Text
________________________________________

Shiur #10: Eidim Zomemim (Part 2)

  • Rav Moshe Taragin
The Israel Koschitzky Virtual Beit Midrash

Talmudic Methodology
Yeshivat Har Etzion

Shiur #10: Eidim Zomemim (Part 2)

By Rav Moshe Taragin


            Having previously established two different theories to explain the phenomenon of ka'asher zamam, we may now inspect the very complex first mishna of Makkot.  The mishna lists two situations in which actual ka'asher zamam cannot be administered while the ensuing gemara lists an additional two.  The first scenario listed in the mishna concerns eidim zomemim who conspired to disqualify a kohen by assailing his pedigree.  By testifying that the kohen's father illegally married his mother – a divorcee - the eidim intended to disqualify this subject from future kohen activities.  Since we cannot convert the eidim to this status and cannot perform actual ka'asher zamam, we administer malkot (lashes) instead. 


            The gemara elaborates on this condition, explaining our aversion to literal ka'asher zamam.  Since they had planned to incriminate the subject's children, actual ka'asher zamam would demand disqualifying the children of the eidim as well.  However, the same pasuk also specifies "va'asitem lo" (you should perform to him) from which we infer that the penalty of eidim zomemim CANNOT affect children.  Given this inner clash - that ka'asher zamam demands reciprocity, yet children of witnesses are immune - we must suspend literal ka'asher zamam and deliver malkot instead.

________________________________________

Dataset section
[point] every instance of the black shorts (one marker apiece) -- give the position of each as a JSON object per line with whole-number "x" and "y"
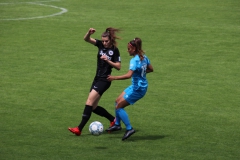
{"x": 100, "y": 86}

________________________________________

Set exercise A
Do these statements agree with the shiur on eidim zomemim? Answer yes or no for each and quote the words of the shiur that decide it.
(i) The mishna lists two situations in which actual ka'asher zamam cannot be administered.
(ii) The gemara adds three more situations.
(iii) The eidim testified that the kohen's father married a widow.
Set exercise B
Using the shiur on eidim zomemim, answer each question on its own line, marked the same way:
(i) Who gives the shiur?
(ii) What penalty is given in place of literal ka'asher zamam?
(iii) Which words of the pasuk imply that the penalty of eidim zomemim cannot affect children?
Set exercise C
Carry on the shiur on eidim zomemim from its last sentence.

Exercise answer A
(i) Yes: "The mishna lists two situations in which actual ka'asher zamam cannot be administered"
(ii) No: "the ensuing gemara lists an additional two"
(iii) No: "the kohen's father illegally married his mother – a divorcee"

Exercise answer B
(i) Rav Moshe Taragin
(ii) Malkot (lashes)
(iii) "va'asitem lo"

Exercise answer C
This paradox may be understood in purely QUANTITATIVE terms.  Ka'asher zamam demands applying the sentence to AS MANY parties as would have been affected.  However children are procedurally immune to ka'asher zamam.  These two criteria create an irresoluble clash which invalidates the application of ka'asher zamam, because we cannot affect the appropriate number of parties involved. 


            Tosafot seem to adopt this notion when they claim that if eidim conspire to define someone as a Mitzri sheni (a second-generation Egyptian who cannot marry Jews) they cannot themselves be tagged as a Mitzri sheni and must instead be administered malkot.  Even though their plan would not have indicted children (since third-generation Egyptians can marry Jews after conversion), their plan WOULD HAVE affected the alleged subject's wife (who would also have been impugned).  As we cannot punish the wives of the eidim themselves, consequently, full symmetry between plan and penalty, (resulting in complete ka'sher zamam), cannot be achieved, and malkot are administered.  Though the mishna does not identify this situation, Tosafot feel confident assuming the same rule.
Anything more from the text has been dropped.